> _REQUIRED TASK_:
Format the items below as a numbered list, leaving out any blank lines.

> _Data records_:

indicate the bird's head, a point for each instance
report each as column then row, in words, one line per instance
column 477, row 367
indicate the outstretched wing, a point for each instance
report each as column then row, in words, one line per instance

> _RESPONSE TO THIS TASK_:
1. indicate the bird's head, a point for each instance
2. report each as column then row, in words, one line per instance
3. column 477, row 367
4. indicate the outstretched wing, a point for each instance
5. report each as column then row, in words, one line per instance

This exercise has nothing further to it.